Text under study below:

Eating Fewer Calories Can Slow Down Aging
Slowing human aging has reached the pinnacle of scientific research in the 21st century. As our understanding of the inner workings of the human body deepens, the avenue to longevity only widens. One aspect of age reversal that science has unraveled is the effects of calorie consumption on aging. It was always widely established that eating certain kinds of food was better for longevity than other kinds; however, science has found that eating simply less contributes to longevity as well. Is it that simple, though? And does it mean you should cut down your calorie intake to 1,500 calories a day if you want to live longer?

End of Text under study.
Source material below:

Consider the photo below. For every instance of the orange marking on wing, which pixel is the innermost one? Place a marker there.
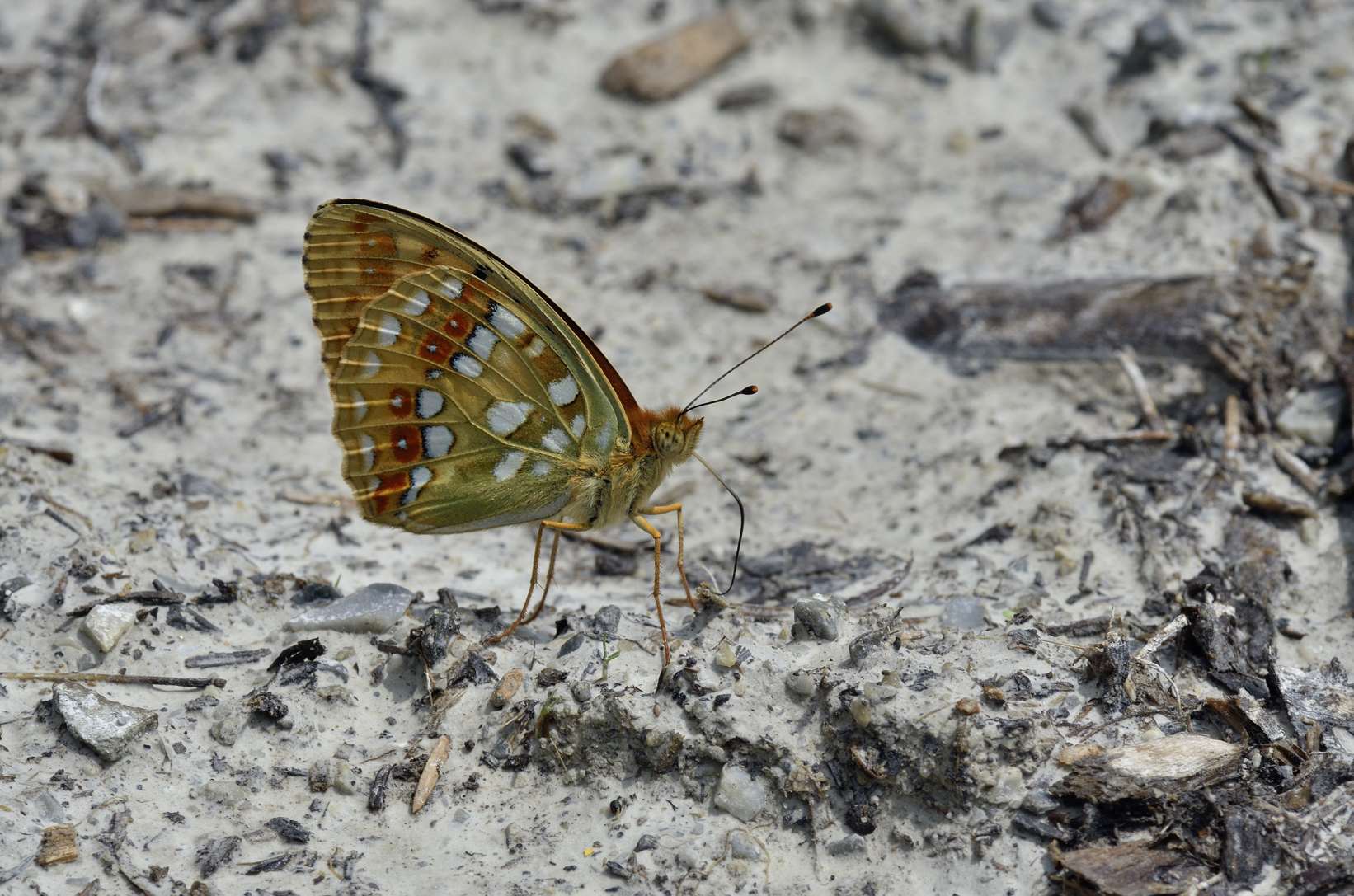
(389, 489)
(405, 444)
(458, 325)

End of Source material.

• _What to do_:
Reproduce the part of the article on eating fewer calories to slow aging that lies between "Eating Fewer Calories" and "to live longer?", inclusive.

• _Reply to the exercise_:
Eating Fewer Calories Can Slow Down Aging
Slowing human aging has reached the pinnacle of scientific research in the 21st century. As our understanding of the inner workings of the human body deepens, the avenue to longevity only widens. One aspect of age reversal that science has unraveled is the effects of calorie consumption on aging. It was always widely established that eating certain kinds of food was better for longevity than other kinds; however, science has found that eating simply less contributes to longevity as well. Is it that simple, though? And does it mean you should cut down your calorie intake to 1,500 calories a day if you want to live longer?